Supplied information >>
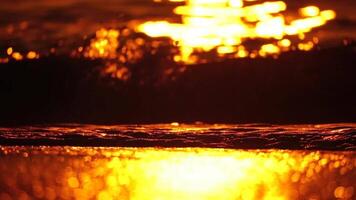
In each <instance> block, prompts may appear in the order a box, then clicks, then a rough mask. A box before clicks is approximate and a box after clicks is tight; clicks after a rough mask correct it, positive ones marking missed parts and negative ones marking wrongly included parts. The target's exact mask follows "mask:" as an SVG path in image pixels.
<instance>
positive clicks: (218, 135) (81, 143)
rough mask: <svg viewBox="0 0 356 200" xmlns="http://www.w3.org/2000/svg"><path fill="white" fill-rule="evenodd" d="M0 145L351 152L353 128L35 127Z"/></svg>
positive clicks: (7, 127)
mask: <svg viewBox="0 0 356 200" xmlns="http://www.w3.org/2000/svg"><path fill="white" fill-rule="evenodd" d="M0 145H31V146H40V145H41V146H42V145H45V146H122V147H210V148H232V149H299V150H303V149H312V150H356V124H355V123H350V124H322V125H311V124H309V125H269V124H232V125H231V124H230V125H227V124H215V125H211V124H181V125H177V124H154V125H110V126H106V125H105V126H104V125H82V124H65V125H41V126H27V127H7V128H0Z"/></svg>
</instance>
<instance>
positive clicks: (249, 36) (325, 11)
mask: <svg viewBox="0 0 356 200" xmlns="http://www.w3.org/2000/svg"><path fill="white" fill-rule="evenodd" d="M247 3H248V5H245V2H244V1H242V0H187V1H186V2H185V5H181V6H178V7H176V8H175V9H174V13H175V14H177V15H179V16H181V19H182V23H170V22H168V21H148V22H145V23H142V24H140V25H139V26H137V28H136V29H137V31H140V32H144V33H146V34H147V35H149V36H151V37H169V38H172V39H173V40H174V41H176V43H177V45H178V46H179V48H180V52H181V53H180V55H179V56H177V57H175V61H181V62H184V63H187V64H193V63H195V61H196V59H194V57H193V56H192V54H193V53H194V52H195V51H205V52H208V51H212V50H214V49H216V50H217V53H218V54H219V55H227V54H233V57H236V58H239V57H247V55H246V54H250V53H253V54H258V55H260V56H266V55H273V54H279V53H280V52H281V51H286V50H288V49H289V47H290V45H291V44H290V40H289V42H287V40H288V39H287V37H290V36H293V35H297V36H298V35H301V36H302V35H304V34H305V33H307V32H310V31H311V30H312V29H313V28H316V27H320V26H322V25H324V24H325V23H326V22H327V21H329V20H332V19H334V18H335V17H336V14H335V12H334V11H332V10H322V11H321V10H320V9H319V8H318V7H316V6H307V7H305V8H301V9H300V10H299V14H300V15H301V18H298V19H292V20H290V19H289V18H287V17H286V16H285V14H284V13H283V12H284V11H286V9H287V4H286V3H285V2H283V1H273V2H264V3H255V4H252V3H251V1H249V2H247ZM248 39H265V40H271V39H273V40H275V42H274V43H273V44H265V45H262V46H261V47H260V49H257V50H252V51H254V52H248V51H244V52H243V53H242V52H241V51H239V50H238V48H239V47H240V46H242V45H243V42H244V41H246V40H248ZM306 49H308V50H310V48H303V50H306Z"/></svg>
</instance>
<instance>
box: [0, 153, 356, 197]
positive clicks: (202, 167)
mask: <svg viewBox="0 0 356 200" xmlns="http://www.w3.org/2000/svg"><path fill="white" fill-rule="evenodd" d="M355 168H356V155H355V153H354V152H337V153H336V152H327V151H312V152H311V151H287V150H264V151H262V150H224V149H206V148H166V149H163V148H93V147H2V148H1V151H0V170H1V174H0V198H1V199H3V200H7V199H103V200H104V199H105V200H108V199H274V200H275V199H352V198H354V197H355V189H356V187H355V177H356V170H355Z"/></svg>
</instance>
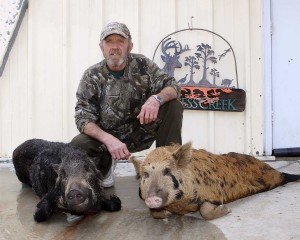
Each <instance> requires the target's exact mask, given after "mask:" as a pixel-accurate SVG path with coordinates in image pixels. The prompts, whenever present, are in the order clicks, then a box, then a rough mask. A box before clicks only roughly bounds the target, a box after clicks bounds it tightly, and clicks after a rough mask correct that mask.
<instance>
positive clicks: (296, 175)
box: [281, 172, 300, 185]
mask: <svg viewBox="0 0 300 240" xmlns="http://www.w3.org/2000/svg"><path fill="white" fill-rule="evenodd" d="M281 175H282V177H283V181H282V185H283V184H286V183H289V182H295V181H298V180H299V179H300V175H296V174H289V173H284V172H283V173H281Z"/></svg>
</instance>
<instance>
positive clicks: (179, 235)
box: [0, 161, 300, 240]
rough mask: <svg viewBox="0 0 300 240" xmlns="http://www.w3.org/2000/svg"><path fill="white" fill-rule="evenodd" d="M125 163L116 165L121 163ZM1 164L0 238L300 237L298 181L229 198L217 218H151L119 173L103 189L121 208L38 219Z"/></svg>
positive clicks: (32, 191)
mask: <svg viewBox="0 0 300 240" xmlns="http://www.w3.org/2000/svg"><path fill="white" fill-rule="evenodd" d="M122 164H123V165H122ZM124 164H125V163H120V164H118V165H120V166H121V167H122V168H124V166H125V165H124ZM126 164H127V165H128V164H129V163H126ZM269 164H270V165H272V166H273V167H275V168H277V169H279V170H280V171H285V172H288V173H300V162H299V161H280V162H269ZM0 165H2V167H0V239H1V240H3V239H10V240H14V239H16V240H22V239H28V240H29V239H30V240H36V239H43V240H50V239H51V240H52V239H53V240H54V239H55V240H62V239H72V240H73V239H74V240H76V239H80V240H83V239H84V240H94V239H104V240H106V239H109V240H110V239H113V240H118V239H122V240H126V239H131V240H132V239H134V240H139V239H147V240H149V239H189V240H192V239H205V240H211V239H217V240H223V239H229V240H248V239H249V240H250V239H251V240H268V239H272V240H277V239H278V240H285V239H286V240H291V239H295V240H296V239H300V182H296V183H289V184H288V185H286V186H284V187H278V188H276V189H274V190H272V191H269V192H265V193H261V194H257V195H254V196H251V197H248V198H244V199H241V200H238V201H235V202H233V203H230V204H228V205H227V206H229V207H230V208H231V210H232V213H231V214H229V215H227V216H225V217H222V218H219V219H216V220H212V221H204V220H203V219H202V218H201V217H200V215H199V214H198V213H195V214H189V215H186V216H178V215H173V216H171V217H170V218H169V219H168V220H156V219H153V218H152V217H151V216H150V214H149V212H148V209H147V208H146V207H145V205H144V203H143V202H142V201H141V200H140V199H139V197H138V181H137V180H136V179H135V177H134V176H132V174H129V175H130V176H125V175H126V174H120V173H118V176H117V182H116V185H115V187H114V188H110V189H109V190H108V192H109V193H115V194H117V195H118V196H119V197H120V198H121V200H122V210H121V211H120V212H115V213H108V212H101V213H99V214H97V215H93V216H87V217H82V218H78V219H74V220H73V221H70V220H69V221H68V219H67V216H66V215H65V214H63V213H56V214H55V215H54V216H52V217H51V218H50V219H49V221H47V222H45V223H39V224H37V223H35V222H34V220H33V217H32V215H33V213H34V211H35V205H36V203H37V202H38V198H37V197H36V196H35V194H34V193H33V191H32V190H31V189H30V188H29V187H26V186H23V185H22V184H21V183H20V182H19V181H18V179H17V178H16V176H15V173H14V169H13V167H12V166H11V165H10V164H0ZM119 169H120V168H119ZM117 171H118V169H117ZM130 171H131V170H130ZM130 171H129V172H130Z"/></svg>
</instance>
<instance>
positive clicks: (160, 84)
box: [147, 59, 180, 100]
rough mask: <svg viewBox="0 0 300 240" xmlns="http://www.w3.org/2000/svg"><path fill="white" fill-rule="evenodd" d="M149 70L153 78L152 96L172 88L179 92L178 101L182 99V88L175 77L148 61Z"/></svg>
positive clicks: (147, 61) (151, 92)
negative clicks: (165, 88) (165, 89)
mask: <svg viewBox="0 0 300 240" xmlns="http://www.w3.org/2000/svg"><path fill="white" fill-rule="evenodd" d="M147 62H148V67H149V68H148V69H149V73H150V76H151V82H152V86H151V88H152V89H151V94H157V93H159V92H160V91H161V90H162V89H163V88H165V87H167V86H170V87H173V88H174V89H175V91H176V92H177V99H178V100H179V99H180V87H179V85H178V83H177V81H176V80H175V78H174V77H171V76H169V75H168V74H167V73H166V72H165V71H164V70H162V69H160V68H159V67H158V66H157V64H156V63H154V62H153V61H151V60H150V59H147Z"/></svg>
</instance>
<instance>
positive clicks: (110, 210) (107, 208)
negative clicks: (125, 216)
mask: <svg viewBox="0 0 300 240" xmlns="http://www.w3.org/2000/svg"><path fill="white" fill-rule="evenodd" d="M120 209H121V200H120V198H118V197H117V196H116V195H112V196H110V199H104V201H103V210H106V211H109V212H115V211H119V210H120Z"/></svg>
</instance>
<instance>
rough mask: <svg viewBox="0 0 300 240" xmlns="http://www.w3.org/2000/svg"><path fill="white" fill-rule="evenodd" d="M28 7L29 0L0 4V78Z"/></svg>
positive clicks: (4, 2) (17, 0) (9, 2)
mask: <svg viewBox="0 0 300 240" xmlns="http://www.w3.org/2000/svg"><path fill="white" fill-rule="evenodd" d="M27 7H28V0H16V1H10V0H2V1H1V3H0V77H1V75H2V73H3V70H4V67H5V64H6V62H7V59H8V56H9V52H10V50H11V48H12V46H13V43H14V41H15V39H16V36H17V33H18V30H19V28H20V25H21V22H22V20H23V17H24V14H25V11H26V9H27Z"/></svg>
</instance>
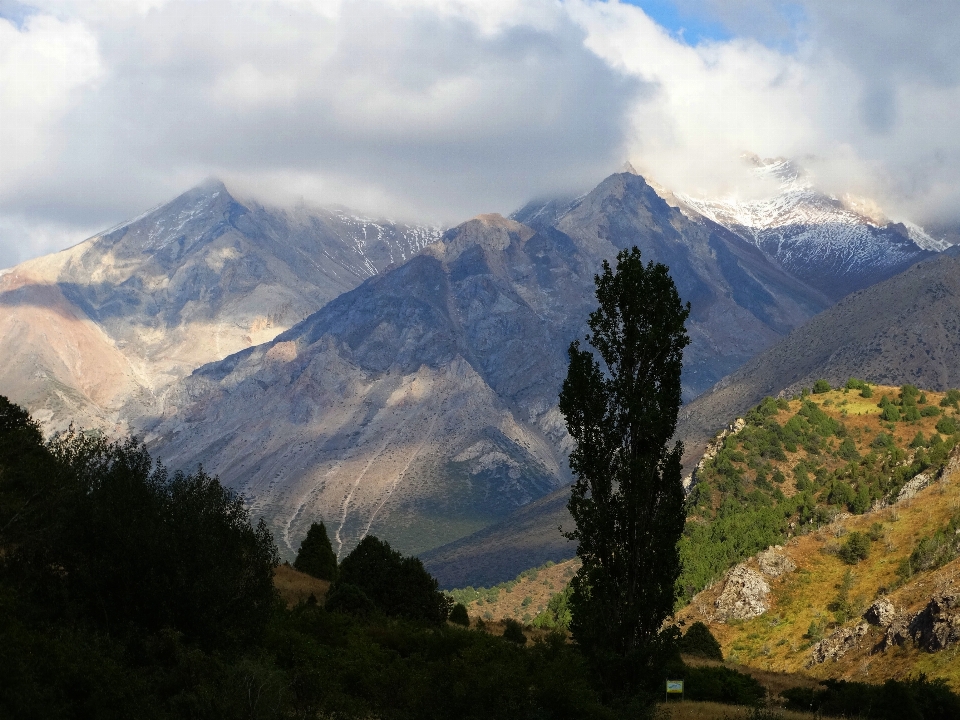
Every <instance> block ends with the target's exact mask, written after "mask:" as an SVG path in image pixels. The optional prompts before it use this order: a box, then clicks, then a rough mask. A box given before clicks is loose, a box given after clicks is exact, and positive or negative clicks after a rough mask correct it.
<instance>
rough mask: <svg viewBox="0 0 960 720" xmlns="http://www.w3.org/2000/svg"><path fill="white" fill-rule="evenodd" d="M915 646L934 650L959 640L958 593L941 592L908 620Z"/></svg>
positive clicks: (940, 648)
mask: <svg viewBox="0 0 960 720" xmlns="http://www.w3.org/2000/svg"><path fill="white" fill-rule="evenodd" d="M910 634H911V636H912V637H913V640H914V642H915V643H916V644H917V646H919V647H921V648H923V649H924V650H928V651H930V652H936V651H938V650H945V649H946V648H948V647H950V646H951V645H954V644H956V643H957V642H958V641H960V595H957V594H948V593H943V594H940V595H935V596H934V597H932V598H930V602H929V603H928V604H927V606H926V607H925V608H924V609H923V610H921V611H920V612H919V613H918V614H917V615H916V617H914V618H913V620H912V621H911V622H910Z"/></svg>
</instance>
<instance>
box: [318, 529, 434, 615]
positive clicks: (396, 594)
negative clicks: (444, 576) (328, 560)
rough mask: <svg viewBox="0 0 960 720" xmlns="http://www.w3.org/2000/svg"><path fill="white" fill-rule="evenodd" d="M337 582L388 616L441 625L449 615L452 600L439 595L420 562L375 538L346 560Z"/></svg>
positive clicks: (430, 576) (433, 582)
mask: <svg viewBox="0 0 960 720" xmlns="http://www.w3.org/2000/svg"><path fill="white" fill-rule="evenodd" d="M337 582H338V583H341V582H342V583H347V584H351V585H355V586H356V587H358V588H360V590H362V591H363V592H364V593H365V594H366V596H367V597H368V598H370V600H372V601H373V604H374V605H376V607H377V608H378V609H379V610H381V611H382V612H383V613H385V614H387V615H395V616H399V617H405V618H409V619H411V620H425V621H427V622H430V623H433V624H437V625H439V624H441V623H443V622H444V621H446V619H447V616H448V615H449V614H450V605H451V601H450V598H448V597H447V596H446V595H445V594H443V593H442V592H440V590H439V588H438V586H437V581H436V580H435V579H434V578H433V577H432V576H431V575H430V573H428V572H427V571H426V570H425V569H424V567H423V563H422V562H421V561H420V559H419V558H415V557H404V556H403V555H402V554H400V553H399V552H397V551H396V550H393V549H392V548H391V547H390V544H389V543H387V542H385V541H383V540H380V539H378V538H376V537H374V536H373V535H367V536H366V537H365V538H363V540H361V541H360V543H359V544H358V545H357V547H355V548H354V549H353V551H352V552H351V553H350V554H349V555H347V557H345V558H344V559H343V562H342V563H340V579H339V580H338V581H337ZM334 587H335V588H336V585H334Z"/></svg>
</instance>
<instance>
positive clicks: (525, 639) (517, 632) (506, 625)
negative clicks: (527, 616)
mask: <svg viewBox="0 0 960 720" xmlns="http://www.w3.org/2000/svg"><path fill="white" fill-rule="evenodd" d="M503 625H504V628H503V639H504V640H509V641H510V642H515V643H517V645H526V644H527V636H526V635H524V634H523V626H522V625H521V624H520V623H518V622H517V621H516V620H514V619H513V618H507V619H506V620H504V621H503Z"/></svg>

Task objective >> Write out the listing word for word, from its beginning down through the line that contains "145L351 152L353 128L35", including that line. Leave the pictures out of your answer.

Written solution >>
In each <instance> block, prompts may appear in the order a box, then clicks, then a rough mask. A box before clicks is approximate and a box after clicks is tight; clicks after a rough mask correct it, positive ones marking missed parts and negative ones marking wrongly included parts. The target's exact mask follows "mask:" as an SVG path in image pixels.
<instance>
positive clicks: (218, 135) (81, 143)
rough mask: <svg viewBox="0 0 356 200" xmlns="http://www.w3.org/2000/svg"><path fill="white" fill-rule="evenodd" d="M0 145L351 152L353 128L35 127Z"/></svg>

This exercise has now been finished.